When asked if the brothers owned property together, Hayes noted Joseph was “always very private about business matters,” but she knew they had a partnership related to farming. According to Hayes, Joseph was engaged in “day trading commodities,” but also put in sweat equity in farming activities.

Campbell also asked if the topic of what happened to Patrick ever came up again between Joseph and Barbara. Years later, in 2011, Hayes and Joseph were attending a wedding in Yorkton when an angry threat was voiced sometime during the return trip.

“He said, ‘if I ever go to jail because of you, I will kill you. If I can’t do it, I have people who will. You have no idea how powerful I am, don’t say no to me’,” Hayes recalled. “There was no doubt in my mind that he was angry.”

Hayes believed the threat rose from a discussion on transferring titled land in her name to Joseph’s children. While reluctant to advise police of the incident, Hayes did write a letter shortly after the event, then another in 2014.

“I wrote a letter that I kept at my house for a while,” she said. “It was describing everything that had happened in the event that I should disappear. If I disappeared, I thought perhaps it would get justice for Pat, if not for me.” The letters were eventually handed over to a lawyer, then shared with police after Patrick’s body was discovered.

It would 2020 before Hayes had an opportunity to speak with police - when they brought her into custody after Patrick’s remains were discovered.

“They arrested me, came up to my house, picked me up, went to the police station and we had a long chat,” she said. “They said that Joe had been arrested and it was time to tell what happened.”

Object position labeling data
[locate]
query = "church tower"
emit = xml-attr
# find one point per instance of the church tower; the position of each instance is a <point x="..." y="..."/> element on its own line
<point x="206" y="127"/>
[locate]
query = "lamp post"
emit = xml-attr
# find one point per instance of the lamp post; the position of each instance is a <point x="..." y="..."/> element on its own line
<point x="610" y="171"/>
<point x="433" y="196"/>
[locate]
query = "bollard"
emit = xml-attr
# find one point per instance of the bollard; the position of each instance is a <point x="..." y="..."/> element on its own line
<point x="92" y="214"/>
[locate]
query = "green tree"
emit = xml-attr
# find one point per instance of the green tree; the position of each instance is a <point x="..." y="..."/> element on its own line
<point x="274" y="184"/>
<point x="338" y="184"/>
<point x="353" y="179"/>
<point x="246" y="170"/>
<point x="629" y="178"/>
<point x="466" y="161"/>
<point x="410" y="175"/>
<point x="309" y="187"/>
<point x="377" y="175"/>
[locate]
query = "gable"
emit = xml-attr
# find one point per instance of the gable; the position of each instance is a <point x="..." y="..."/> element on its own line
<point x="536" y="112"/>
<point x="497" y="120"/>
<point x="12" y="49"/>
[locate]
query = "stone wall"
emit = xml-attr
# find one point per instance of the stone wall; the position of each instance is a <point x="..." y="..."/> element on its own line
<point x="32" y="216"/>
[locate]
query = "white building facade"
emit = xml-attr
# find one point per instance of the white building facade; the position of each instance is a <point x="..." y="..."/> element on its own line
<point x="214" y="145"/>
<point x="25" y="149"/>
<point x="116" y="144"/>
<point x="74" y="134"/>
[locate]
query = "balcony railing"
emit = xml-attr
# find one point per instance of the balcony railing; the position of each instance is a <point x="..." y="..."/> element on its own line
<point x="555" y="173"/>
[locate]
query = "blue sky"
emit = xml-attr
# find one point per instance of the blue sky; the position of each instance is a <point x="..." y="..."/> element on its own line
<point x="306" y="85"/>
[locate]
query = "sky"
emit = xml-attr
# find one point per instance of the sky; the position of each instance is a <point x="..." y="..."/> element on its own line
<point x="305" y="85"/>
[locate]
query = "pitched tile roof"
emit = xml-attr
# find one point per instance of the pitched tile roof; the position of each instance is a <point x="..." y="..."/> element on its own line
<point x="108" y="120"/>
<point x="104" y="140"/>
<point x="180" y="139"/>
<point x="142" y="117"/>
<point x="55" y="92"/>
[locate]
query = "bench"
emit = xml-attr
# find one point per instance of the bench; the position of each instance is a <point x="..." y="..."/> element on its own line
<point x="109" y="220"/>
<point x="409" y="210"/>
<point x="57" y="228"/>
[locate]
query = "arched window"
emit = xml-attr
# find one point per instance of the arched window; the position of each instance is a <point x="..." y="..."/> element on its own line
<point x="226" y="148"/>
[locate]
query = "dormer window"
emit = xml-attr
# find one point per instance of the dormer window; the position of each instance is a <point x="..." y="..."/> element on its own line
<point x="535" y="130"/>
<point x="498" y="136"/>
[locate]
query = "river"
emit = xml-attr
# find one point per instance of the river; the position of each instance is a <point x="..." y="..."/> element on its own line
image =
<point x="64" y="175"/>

▸ Things to do:
**a)** According to the testimony excerpt, in which town were Hayes and Joseph attending a wedding in 2011?
**b)** Translate this sentence from the testimony excerpt into Spanish: "The letters were eventually handed over to a lawyer, then shared with police after Patrick’s body was discovered."
**c)** Pick up the testimony excerpt after its final sentence and write the next paragraph.
This data was taken from a source separate from the testimony excerpt.

▸ Task answers:
**a)** Yorkton.

**b)** Las cartas finalmente fueron entregadas a un abogado y luego compartidas con la policía después de que se descubriera el cuerpo de Patrick.

**c)**
Defense counsel attempted to poke holes in Hayes’ memory, asking for specific details regarding her testimony. Thauberger’s lawyer Tyne Hagey asked Hayes what pieces of that day were fuzzy. Hayes admitted that events of the morning with the daycare children, and the afternoon were not clear, but those event that she testified in court today were sharp.

“Most of this has gone over in my head every day for 25 and three-quarter years,” Hayes told Hagey.

A point Hagey lingered on with the witness was whether or not Patrick was wearing shoes. Initially, Hayes told police in an interview back on Nov. 29, 2020 that she believed she saw a shoe from the end of the rolled carpet. Ultimately, Hayes recanted that memory, confirming the sound of the body being transported down the four stairs between the kitchen and entrance landing led her to believe Patrick was wearing shoes. She also qualified that being interviewed by police was a very stressful situation.

Hagey challenged some statements Hayes made earlier in the day, including wiping up blood but not telling police or her lawyer for fear of being charged in relation to the incident.

“I did not clean up any blood anywhere,” Hayes replied.

The trial continues tomorrow with Crown witness James Thauberger taking the stand.